From the entries below, return exactly the lines beginning at the one that contains "Where can you see the woman's hand" and ending at the one that contains "Where can you see the person in grey", both of them included, and only those lines.

_Entries taken from a collection_
□ □ □ □

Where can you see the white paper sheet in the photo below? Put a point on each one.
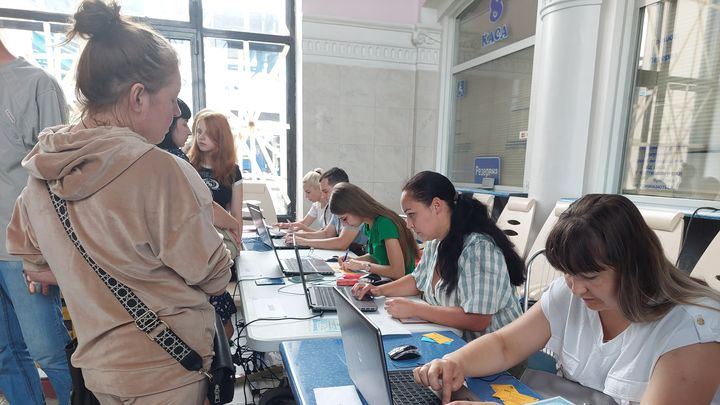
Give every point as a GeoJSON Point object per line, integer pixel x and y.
{"type": "Point", "coordinates": [344, 395]}
{"type": "Point", "coordinates": [268, 308]}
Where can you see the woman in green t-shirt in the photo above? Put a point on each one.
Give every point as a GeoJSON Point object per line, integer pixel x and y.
{"type": "Point", "coordinates": [391, 248]}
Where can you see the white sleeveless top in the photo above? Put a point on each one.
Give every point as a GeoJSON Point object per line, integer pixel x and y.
{"type": "Point", "coordinates": [622, 366]}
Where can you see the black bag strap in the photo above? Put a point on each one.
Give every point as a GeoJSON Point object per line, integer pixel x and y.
{"type": "Point", "coordinates": [145, 319]}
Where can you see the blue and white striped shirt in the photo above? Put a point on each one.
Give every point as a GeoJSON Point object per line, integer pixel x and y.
{"type": "Point", "coordinates": [483, 283]}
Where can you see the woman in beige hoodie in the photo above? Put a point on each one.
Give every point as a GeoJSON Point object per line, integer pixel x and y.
{"type": "Point", "coordinates": [143, 216]}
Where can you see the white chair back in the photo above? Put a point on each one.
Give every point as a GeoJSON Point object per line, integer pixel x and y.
{"type": "Point", "coordinates": [258, 191]}
{"type": "Point", "coordinates": [707, 268]}
{"type": "Point", "coordinates": [515, 221]}
{"type": "Point", "coordinates": [668, 228]}
{"type": "Point", "coordinates": [539, 272]}
{"type": "Point", "coordinates": [487, 199]}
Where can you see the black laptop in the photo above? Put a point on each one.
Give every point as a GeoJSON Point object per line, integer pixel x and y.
{"type": "Point", "coordinates": [275, 240]}
{"type": "Point", "coordinates": [312, 265]}
{"type": "Point", "coordinates": [321, 298]}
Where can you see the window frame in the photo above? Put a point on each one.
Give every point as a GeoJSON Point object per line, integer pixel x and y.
{"type": "Point", "coordinates": [447, 116]}
{"type": "Point", "coordinates": [618, 153]}
{"type": "Point", "coordinates": [194, 32]}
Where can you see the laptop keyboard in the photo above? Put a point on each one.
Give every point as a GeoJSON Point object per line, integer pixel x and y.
{"type": "Point", "coordinates": [406, 391]}
{"type": "Point", "coordinates": [324, 296]}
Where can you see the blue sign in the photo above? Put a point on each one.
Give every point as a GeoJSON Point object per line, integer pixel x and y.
{"type": "Point", "coordinates": [461, 88]}
{"type": "Point", "coordinates": [496, 8]}
{"type": "Point", "coordinates": [500, 33]}
{"type": "Point", "coordinates": [488, 166]}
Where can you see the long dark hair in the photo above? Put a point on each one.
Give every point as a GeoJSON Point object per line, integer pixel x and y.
{"type": "Point", "coordinates": [185, 113]}
{"type": "Point", "coordinates": [607, 231]}
{"type": "Point", "coordinates": [350, 199]}
{"type": "Point", "coordinates": [468, 215]}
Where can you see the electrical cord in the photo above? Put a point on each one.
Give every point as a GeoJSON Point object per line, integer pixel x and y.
{"type": "Point", "coordinates": [683, 240]}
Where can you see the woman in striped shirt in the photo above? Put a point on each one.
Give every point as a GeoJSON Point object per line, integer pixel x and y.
{"type": "Point", "coordinates": [468, 268]}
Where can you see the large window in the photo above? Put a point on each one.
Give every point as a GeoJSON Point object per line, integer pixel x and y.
{"type": "Point", "coordinates": [673, 141]}
{"type": "Point", "coordinates": [235, 57]}
{"type": "Point", "coordinates": [491, 92]}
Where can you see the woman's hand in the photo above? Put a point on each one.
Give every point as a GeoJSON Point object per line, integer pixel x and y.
{"type": "Point", "coordinates": [40, 281]}
{"type": "Point", "coordinates": [353, 265]}
{"type": "Point", "coordinates": [284, 225]}
{"type": "Point", "coordinates": [402, 307]}
{"type": "Point", "coordinates": [299, 240]}
{"type": "Point", "coordinates": [361, 289]}
{"type": "Point", "coordinates": [443, 375]}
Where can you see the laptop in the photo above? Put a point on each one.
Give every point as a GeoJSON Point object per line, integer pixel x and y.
{"type": "Point", "coordinates": [312, 265]}
{"type": "Point", "coordinates": [321, 298]}
{"type": "Point", "coordinates": [365, 358]}
{"type": "Point", "coordinates": [266, 236]}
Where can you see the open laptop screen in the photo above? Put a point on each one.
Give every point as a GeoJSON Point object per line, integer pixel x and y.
{"type": "Point", "coordinates": [259, 222]}
{"type": "Point", "coordinates": [364, 352]}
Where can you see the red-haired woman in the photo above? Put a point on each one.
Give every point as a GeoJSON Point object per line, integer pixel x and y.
{"type": "Point", "coordinates": [213, 156]}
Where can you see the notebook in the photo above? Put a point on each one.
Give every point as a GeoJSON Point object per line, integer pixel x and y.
{"type": "Point", "coordinates": [312, 265]}
{"type": "Point", "coordinates": [365, 357]}
{"type": "Point", "coordinates": [266, 236]}
{"type": "Point", "coordinates": [321, 298]}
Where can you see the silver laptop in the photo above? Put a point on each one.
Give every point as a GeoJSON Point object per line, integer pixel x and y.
{"type": "Point", "coordinates": [312, 265]}
{"type": "Point", "coordinates": [321, 298]}
{"type": "Point", "coordinates": [266, 236]}
{"type": "Point", "coordinates": [365, 356]}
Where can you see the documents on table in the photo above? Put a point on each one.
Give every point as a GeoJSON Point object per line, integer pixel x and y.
{"type": "Point", "coordinates": [268, 308]}
{"type": "Point", "coordinates": [343, 395]}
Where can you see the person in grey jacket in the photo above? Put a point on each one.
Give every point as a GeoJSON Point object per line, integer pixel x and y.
{"type": "Point", "coordinates": [31, 323]}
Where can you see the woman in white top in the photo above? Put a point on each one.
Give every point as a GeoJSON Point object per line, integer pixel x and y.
{"type": "Point", "coordinates": [318, 213]}
{"type": "Point", "coordinates": [624, 321]}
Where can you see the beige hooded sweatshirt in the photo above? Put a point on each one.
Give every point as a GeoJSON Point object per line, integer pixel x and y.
{"type": "Point", "coordinates": [145, 217]}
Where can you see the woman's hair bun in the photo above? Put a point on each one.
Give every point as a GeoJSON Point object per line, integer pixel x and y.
{"type": "Point", "coordinates": [95, 18]}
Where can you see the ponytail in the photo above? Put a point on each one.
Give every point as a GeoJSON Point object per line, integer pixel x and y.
{"type": "Point", "coordinates": [468, 215]}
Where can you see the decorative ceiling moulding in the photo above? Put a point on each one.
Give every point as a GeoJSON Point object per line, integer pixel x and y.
{"type": "Point", "coordinates": [377, 45]}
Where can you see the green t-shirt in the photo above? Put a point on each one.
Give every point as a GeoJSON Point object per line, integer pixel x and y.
{"type": "Point", "coordinates": [383, 228]}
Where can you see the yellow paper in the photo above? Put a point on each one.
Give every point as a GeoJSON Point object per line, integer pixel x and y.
{"type": "Point", "coordinates": [510, 395]}
{"type": "Point", "coordinates": [438, 338]}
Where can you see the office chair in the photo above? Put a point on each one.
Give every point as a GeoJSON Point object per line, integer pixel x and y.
{"type": "Point", "coordinates": [706, 269]}
{"type": "Point", "coordinates": [515, 221]}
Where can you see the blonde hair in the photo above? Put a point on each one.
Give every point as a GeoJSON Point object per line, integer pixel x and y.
{"type": "Point", "coordinates": [312, 178]}
{"type": "Point", "coordinates": [601, 231]}
{"type": "Point", "coordinates": [348, 198]}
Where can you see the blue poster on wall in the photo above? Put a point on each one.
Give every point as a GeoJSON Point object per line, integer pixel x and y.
{"type": "Point", "coordinates": [487, 166]}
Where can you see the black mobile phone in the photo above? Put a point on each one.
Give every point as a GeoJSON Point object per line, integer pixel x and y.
{"type": "Point", "coordinates": [270, 281]}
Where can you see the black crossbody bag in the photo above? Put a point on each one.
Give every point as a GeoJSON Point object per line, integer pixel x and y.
{"type": "Point", "coordinates": [221, 375]}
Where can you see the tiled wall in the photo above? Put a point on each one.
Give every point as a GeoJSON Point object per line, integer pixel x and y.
{"type": "Point", "coordinates": [379, 125]}
{"type": "Point", "coordinates": [378, 120]}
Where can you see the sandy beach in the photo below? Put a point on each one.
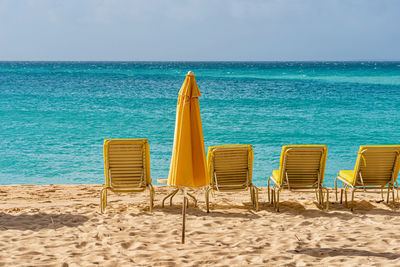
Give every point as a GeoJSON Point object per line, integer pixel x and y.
{"type": "Point", "coordinates": [60, 225]}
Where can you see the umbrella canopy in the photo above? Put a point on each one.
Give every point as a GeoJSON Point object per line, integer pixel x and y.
{"type": "Point", "coordinates": [188, 163]}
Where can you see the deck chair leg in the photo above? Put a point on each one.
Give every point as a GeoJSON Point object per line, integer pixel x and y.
{"type": "Point", "coordinates": [255, 197]}
{"type": "Point", "coordinates": [151, 193]}
{"type": "Point", "coordinates": [387, 198]}
{"type": "Point", "coordinates": [393, 195]}
{"type": "Point", "coordinates": [276, 199]}
{"type": "Point", "coordinates": [327, 200]}
{"type": "Point", "coordinates": [341, 195]}
{"type": "Point", "coordinates": [336, 188]}
{"type": "Point", "coordinates": [103, 199]}
{"type": "Point", "coordinates": [167, 196]}
{"type": "Point", "coordinates": [251, 190]}
{"type": "Point", "coordinates": [207, 195]}
{"type": "Point", "coordinates": [321, 197]}
{"type": "Point", "coordinates": [352, 199]}
{"type": "Point", "coordinates": [273, 198]}
{"type": "Point", "coordinates": [172, 196]}
{"type": "Point", "coordinates": [316, 195]}
{"type": "Point", "coordinates": [194, 199]}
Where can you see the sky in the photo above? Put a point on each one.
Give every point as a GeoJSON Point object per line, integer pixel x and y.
{"type": "Point", "coordinates": [201, 30]}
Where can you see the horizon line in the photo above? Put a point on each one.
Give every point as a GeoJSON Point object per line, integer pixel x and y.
{"type": "Point", "coordinates": [205, 61]}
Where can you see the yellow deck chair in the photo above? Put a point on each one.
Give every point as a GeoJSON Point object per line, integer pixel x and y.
{"type": "Point", "coordinates": [126, 168]}
{"type": "Point", "coordinates": [302, 167]}
{"type": "Point", "coordinates": [376, 167]}
{"type": "Point", "coordinates": [230, 168]}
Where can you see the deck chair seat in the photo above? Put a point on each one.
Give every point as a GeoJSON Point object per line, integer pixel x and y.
{"type": "Point", "coordinates": [377, 167]}
{"type": "Point", "coordinates": [230, 169]}
{"type": "Point", "coordinates": [302, 167]}
{"type": "Point", "coordinates": [126, 168]}
{"type": "Point", "coordinates": [348, 175]}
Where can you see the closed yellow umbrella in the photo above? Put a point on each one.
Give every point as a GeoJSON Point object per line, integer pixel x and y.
{"type": "Point", "coordinates": [188, 162]}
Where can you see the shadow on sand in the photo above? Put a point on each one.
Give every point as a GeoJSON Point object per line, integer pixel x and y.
{"type": "Point", "coordinates": [332, 252]}
{"type": "Point", "coordinates": [38, 221]}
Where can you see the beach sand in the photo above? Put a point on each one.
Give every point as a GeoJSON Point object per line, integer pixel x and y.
{"type": "Point", "coordinates": [60, 225]}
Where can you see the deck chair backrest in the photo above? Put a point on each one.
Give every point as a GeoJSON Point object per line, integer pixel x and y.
{"type": "Point", "coordinates": [377, 165]}
{"type": "Point", "coordinates": [127, 163]}
{"type": "Point", "coordinates": [302, 165]}
{"type": "Point", "coordinates": [230, 167]}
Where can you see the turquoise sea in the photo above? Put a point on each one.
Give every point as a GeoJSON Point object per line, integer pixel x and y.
{"type": "Point", "coordinates": [55, 115]}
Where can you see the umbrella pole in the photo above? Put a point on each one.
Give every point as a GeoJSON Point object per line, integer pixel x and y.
{"type": "Point", "coordinates": [184, 204]}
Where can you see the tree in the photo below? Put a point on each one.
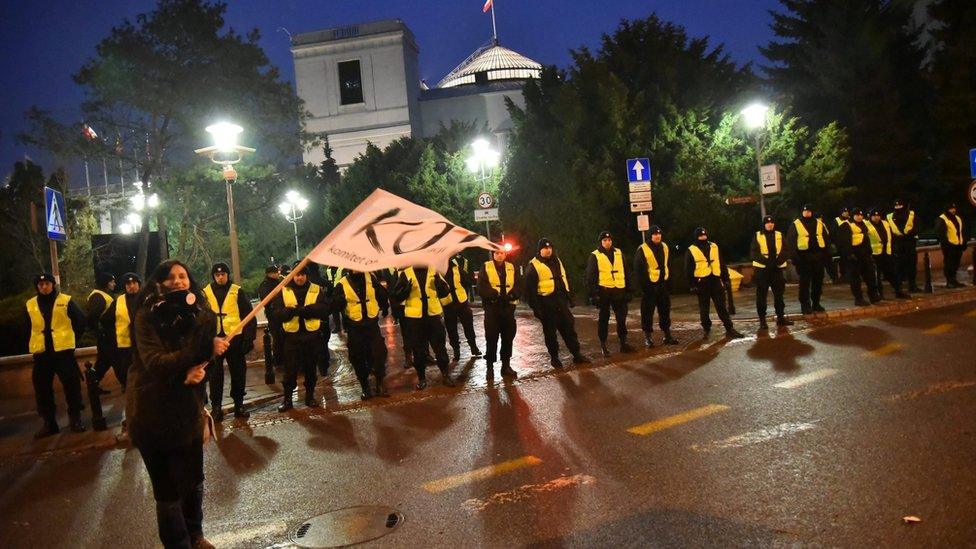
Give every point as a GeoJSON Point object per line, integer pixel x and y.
{"type": "Point", "coordinates": [858, 63]}
{"type": "Point", "coordinates": [156, 81]}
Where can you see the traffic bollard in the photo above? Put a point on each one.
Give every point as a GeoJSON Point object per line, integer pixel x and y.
{"type": "Point", "coordinates": [928, 273]}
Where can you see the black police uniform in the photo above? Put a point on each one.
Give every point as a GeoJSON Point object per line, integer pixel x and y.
{"type": "Point", "coordinates": [499, 304]}
{"type": "Point", "coordinates": [610, 292]}
{"type": "Point", "coordinates": [552, 309]}
{"type": "Point", "coordinates": [710, 287]}
{"type": "Point", "coordinates": [655, 294]}
{"type": "Point", "coordinates": [456, 310]}
{"type": "Point", "coordinates": [367, 349]}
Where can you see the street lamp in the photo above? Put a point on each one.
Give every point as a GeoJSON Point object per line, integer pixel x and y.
{"type": "Point", "coordinates": [292, 208]}
{"type": "Point", "coordinates": [226, 152]}
{"type": "Point", "coordinates": [481, 162]}
{"type": "Point", "coordinates": [754, 117]}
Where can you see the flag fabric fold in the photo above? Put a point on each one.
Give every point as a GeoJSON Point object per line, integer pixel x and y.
{"type": "Point", "coordinates": [388, 231]}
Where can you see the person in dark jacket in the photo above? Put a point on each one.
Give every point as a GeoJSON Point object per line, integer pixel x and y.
{"type": "Point", "coordinates": [903, 246]}
{"type": "Point", "coordinates": [707, 277]}
{"type": "Point", "coordinates": [499, 288]}
{"type": "Point", "coordinates": [117, 322]}
{"type": "Point", "coordinates": [303, 310]}
{"type": "Point", "coordinates": [99, 300]}
{"type": "Point", "coordinates": [546, 289]}
{"type": "Point", "coordinates": [420, 289]}
{"type": "Point", "coordinates": [230, 303]}
{"type": "Point", "coordinates": [608, 283]}
{"type": "Point", "coordinates": [457, 307]}
{"type": "Point", "coordinates": [362, 299]}
{"type": "Point", "coordinates": [952, 240]}
{"type": "Point", "coordinates": [652, 270]}
{"type": "Point", "coordinates": [854, 245]}
{"type": "Point", "coordinates": [174, 340]}
{"type": "Point", "coordinates": [56, 324]}
{"type": "Point", "coordinates": [769, 260]}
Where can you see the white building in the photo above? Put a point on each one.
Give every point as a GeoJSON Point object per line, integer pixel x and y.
{"type": "Point", "coordinates": [361, 85]}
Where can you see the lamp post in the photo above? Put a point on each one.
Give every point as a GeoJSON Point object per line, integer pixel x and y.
{"type": "Point", "coordinates": [226, 152]}
{"type": "Point", "coordinates": [481, 162]}
{"type": "Point", "coordinates": [293, 207]}
{"type": "Point", "coordinates": [755, 119]}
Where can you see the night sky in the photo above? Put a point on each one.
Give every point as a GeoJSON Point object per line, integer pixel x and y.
{"type": "Point", "coordinates": [44, 43]}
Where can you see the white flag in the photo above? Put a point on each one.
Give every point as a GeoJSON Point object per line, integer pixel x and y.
{"type": "Point", "coordinates": [387, 231]}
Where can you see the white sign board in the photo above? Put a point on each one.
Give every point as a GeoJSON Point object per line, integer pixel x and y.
{"type": "Point", "coordinates": [769, 178]}
{"type": "Point", "coordinates": [643, 223]}
{"type": "Point", "coordinates": [486, 214]}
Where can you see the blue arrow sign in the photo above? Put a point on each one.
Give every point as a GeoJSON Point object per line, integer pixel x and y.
{"type": "Point", "coordinates": [55, 214]}
{"type": "Point", "coordinates": [638, 169]}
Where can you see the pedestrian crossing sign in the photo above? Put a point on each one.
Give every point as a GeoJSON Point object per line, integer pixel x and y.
{"type": "Point", "coordinates": [55, 214]}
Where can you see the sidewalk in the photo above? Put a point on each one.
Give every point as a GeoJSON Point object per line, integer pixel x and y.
{"type": "Point", "coordinates": [18, 420]}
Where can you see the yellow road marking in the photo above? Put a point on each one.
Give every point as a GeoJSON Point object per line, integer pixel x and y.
{"type": "Point", "coordinates": [678, 419]}
{"type": "Point", "coordinates": [886, 349]}
{"type": "Point", "coordinates": [448, 483]}
{"type": "Point", "coordinates": [805, 378]}
{"type": "Point", "coordinates": [939, 329]}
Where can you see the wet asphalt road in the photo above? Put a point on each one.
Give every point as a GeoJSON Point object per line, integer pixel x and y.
{"type": "Point", "coordinates": [824, 436]}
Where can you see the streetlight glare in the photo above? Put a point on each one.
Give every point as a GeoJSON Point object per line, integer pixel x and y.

□ □ □ □

_Response for this exercise_
Where can you see the woman's hand in the photo above? Put a point on each one.
Give every point as a GeoJSON Point object per line, integer pixel x and y.
{"type": "Point", "coordinates": [40, 281]}
{"type": "Point", "coordinates": [353, 265]}
{"type": "Point", "coordinates": [284, 225]}
{"type": "Point", "coordinates": [402, 307]}
{"type": "Point", "coordinates": [299, 240]}
{"type": "Point", "coordinates": [361, 289]}
{"type": "Point", "coordinates": [443, 375]}
Where can you see the laptop in the photo above? Put a point on each one.
Give every point as a GeoJSON Point object per line, integer pixel x and y.
{"type": "Point", "coordinates": [312, 265]}
{"type": "Point", "coordinates": [321, 298]}
{"type": "Point", "coordinates": [365, 358]}
{"type": "Point", "coordinates": [266, 236]}
Where can you see the open laptop screen in the photo above? Put a point on each one.
Give every point as a GeoJSON Point object per line, integer pixel x and y.
{"type": "Point", "coordinates": [259, 222]}
{"type": "Point", "coordinates": [364, 352]}
Where can you see the red-haired woman in the photo above? Put a point on each one.
Give every point as a GeoJSON Point object per line, integer pixel x and y.
{"type": "Point", "coordinates": [213, 156]}
Where can you see the notebook in the photo above? Put a point on each one.
Give every point as a GeoJSON Point object per line, integer pixel x and y.
{"type": "Point", "coordinates": [312, 265]}
{"type": "Point", "coordinates": [365, 357]}
{"type": "Point", "coordinates": [266, 236]}
{"type": "Point", "coordinates": [321, 298]}
Where can you see the silver laptop in the photo above? Put a point on each one.
Give every point as a GeoJSON Point object per line, integer pixel x and y.
{"type": "Point", "coordinates": [312, 265]}
{"type": "Point", "coordinates": [321, 298]}
{"type": "Point", "coordinates": [266, 236]}
{"type": "Point", "coordinates": [365, 356]}
Where can you see the documents on table in the photo above? Put a point on each one.
Give every point as a GeoJSON Point object per line, integer pixel x and y.
{"type": "Point", "coordinates": [268, 308]}
{"type": "Point", "coordinates": [343, 395]}
Where can you see the person in grey jacket in the photo above? Put a point on each one.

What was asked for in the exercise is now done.